» **Stated exercise A**: In the duality excerpt, why can K^{n+1}/H be identified with q^*? Answer in one to three sentences.
» **Stated exercise B**: Please copy the listing word for word, starting at its first line and stopping after the line that contains "(377, 252), (401, 300)".

» **Text extract**:
We may also interpret $H$ as a line $q \subseteq (K^{n+1})^*$.

I assume that we are doing so by taking the orthogonal complement of $H$, i.e. $$ q = \{w \in (K^{n+1})^* \mid \text{$w(h) = 0$ for every $h \in H$}\}. $$

Let $\alpha \in \mathrm{Hom}(p,K^{n+1}/p)$ […]

Because $p \subseteq H$ we can identify $q$ with a subspace of $(K^{n+1}/p)^*$ via $$ q \to (K^{n+1}/p)^*, \quad w \mapsto w' \quad\text{where}\quad w'(x+p) := w(x) \quad\text{for all $x \in K^{n+1}$} $$ Similary we can identify $q$ with a subspace of $(K^{n+1}/H)^*$ via $$ q \to (K^{n+1}/H)^*, \quad w \mapsto w'' \quad\text{where}\quad w''(y+H) = w(y) \quad\text{for all $y \in K^{n+1}$}. $$ (This is actually already an isomorphism.)

[…] $\beta \in \mathrm{Hom}(H, K^{n+1}/H)$. We can understand $\beta \in \mathrm{Hom}(q, (K^{n+1})^*/q)$.

I assume we do so in the following way:

We first identify $K^{n+1}/H$ with $q^*$ by using that $$ K^{n+1} \to q^*, \quad x \mapsto (w \mapsto w(x)) $$ is surjective with kernel $H$; the resulting isomorphism is give by $$ K^{n+1}/H \to q^*, \quad x \mapsto (w \mapsto w''(x)). $$ This results in an isomorphism $\mathrm{Hom}(H, K^{n+1}/H) \to \mathrm{Hom}(H, q^*)$, under which $\beta_1 := \beta \in \mathrm{Hom}(H, K^{n+1}/H)$ corresponds to $\beta_2 \in \mathrm{Hom}(H, q^*)$ given by $$ \beta_2(h)(w) = w''(\beta(h)) $$

Now we use the natural ismorphism $$ \Phi \colon \mathrm{Hom}(H, q^*) \to \mathrm{Hom}(q, H^*), \quad \Phi(f)(w)(h) = f(h)(w). $$ Under $\Phi$ the element $\beta_2 \in \mathrm{Hom}(H, q^*)$ corresponds to $\beta_3 \in \mathrm{Hom}(q, H^*)$ given by $$ \beta_3(w)(h) = \Phi(\beta_2)(w)(h) = \beta_2(h)(w) = w''(\beta(h)). $$

Lastly we identify $(K^{n+1})^*/q$ with $H^*$ via the restriction $$ (K^{n+1})^* \to H^*, \quad \phi \mapsto \phi|_H, $$ which is surjective with kernel $q$. Under the induced isomorphism $\mathrm{Hom}(q, (K^{n+1})^*/q) \to \mathrm{Hom}(q, H^*)$ the preimage of $\beta_3 \in \mathrm{Hom}(q, H^*)$ is given by $\beta_4 \in \mathrm{Hom}(q, (K^{n+1})^*/q)$.

» **Record extracts**:

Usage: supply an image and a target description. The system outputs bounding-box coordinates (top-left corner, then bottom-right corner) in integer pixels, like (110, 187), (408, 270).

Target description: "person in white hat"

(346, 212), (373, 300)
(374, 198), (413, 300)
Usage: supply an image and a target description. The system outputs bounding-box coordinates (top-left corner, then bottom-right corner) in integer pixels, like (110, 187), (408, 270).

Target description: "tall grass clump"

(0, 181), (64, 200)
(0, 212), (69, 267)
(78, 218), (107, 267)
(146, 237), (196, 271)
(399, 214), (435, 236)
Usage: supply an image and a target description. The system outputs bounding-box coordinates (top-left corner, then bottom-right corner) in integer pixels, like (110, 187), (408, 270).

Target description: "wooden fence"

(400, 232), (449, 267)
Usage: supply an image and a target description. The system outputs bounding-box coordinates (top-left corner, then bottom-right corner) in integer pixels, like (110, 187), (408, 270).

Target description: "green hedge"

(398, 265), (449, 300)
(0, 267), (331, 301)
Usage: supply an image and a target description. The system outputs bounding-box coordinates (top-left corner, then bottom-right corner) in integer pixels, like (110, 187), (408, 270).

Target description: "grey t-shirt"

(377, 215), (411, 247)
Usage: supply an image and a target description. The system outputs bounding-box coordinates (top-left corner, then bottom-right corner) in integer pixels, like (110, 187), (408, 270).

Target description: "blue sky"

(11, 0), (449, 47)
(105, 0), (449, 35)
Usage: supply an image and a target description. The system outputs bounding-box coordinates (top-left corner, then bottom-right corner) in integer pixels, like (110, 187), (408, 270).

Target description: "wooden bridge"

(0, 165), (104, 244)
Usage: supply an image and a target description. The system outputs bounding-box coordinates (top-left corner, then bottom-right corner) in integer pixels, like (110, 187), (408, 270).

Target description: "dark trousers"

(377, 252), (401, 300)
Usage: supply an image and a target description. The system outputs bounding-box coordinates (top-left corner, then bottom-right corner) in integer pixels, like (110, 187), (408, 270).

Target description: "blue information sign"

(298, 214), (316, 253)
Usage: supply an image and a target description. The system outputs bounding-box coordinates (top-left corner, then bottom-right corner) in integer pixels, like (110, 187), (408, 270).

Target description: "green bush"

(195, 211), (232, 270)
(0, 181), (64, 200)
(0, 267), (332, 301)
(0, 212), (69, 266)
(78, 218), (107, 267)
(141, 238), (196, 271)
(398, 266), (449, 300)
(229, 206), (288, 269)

» **Solution A**: The map from K^{n+1} to q^* sending x to (w ↦ w(x)) is surjective with kernel H. It therefore induces an isomorphism from K^{n+1}/H to q^*, given by x ↦ (w ↦ w''(x)).

» **Solution B**:
Usage: supply an image and a target description. The system outputs bounding-box coordinates (top-left corner, then bottom-right corner) in integer pixels, like (110, 187), (408, 270).

Target description: "person in white hat"

(346, 212), (373, 300)
(374, 198), (413, 300)
Usage: supply an image and a target description. The system outputs bounding-box coordinates (top-left corner, then bottom-right corner) in integer pixels, like (110, 187), (408, 270).

Target description: "tall grass clump"

(0, 181), (64, 200)
(0, 212), (69, 267)
(78, 218), (107, 267)
(146, 237), (196, 271)
(399, 214), (435, 236)
Usage: supply an image and a target description. The system outputs bounding-box coordinates (top-left corner, then bottom-right corner) in integer pixels, like (110, 187), (408, 270).

Target description: "wooden fence"

(400, 232), (449, 267)
Usage: supply an image and a target description. The system outputs bounding-box coordinates (top-left corner, then bottom-right corner) in integer pixels, like (110, 187), (408, 270).

Target description: "green hedge"

(398, 265), (449, 300)
(0, 267), (331, 301)
Usage: supply an image and a target description. The system outputs bounding-box coordinates (top-left corner, then bottom-right corner) in integer pixels, like (110, 187), (408, 270).

Target description: "grey t-shirt"

(377, 215), (411, 247)
Usage: supply an image and a target description. The system outputs bounding-box coordinates (top-left corner, then bottom-right corner) in integer pixels, like (110, 187), (408, 270).

Target description: "blue sky"

(11, 0), (449, 47)
(105, 0), (449, 35)
Usage: supply an image and a target description. The system outputs bounding-box coordinates (top-left corner, then bottom-right corner) in integer pixels, like (110, 187), (408, 270).

Target description: "wooden bridge"

(0, 165), (104, 244)
Usage: supply an image and a target description. The system outputs bounding-box coordinates (top-left corner, then bottom-right corner) in integer pixels, like (110, 187), (408, 270).

Target description: "dark trousers"

(377, 252), (401, 300)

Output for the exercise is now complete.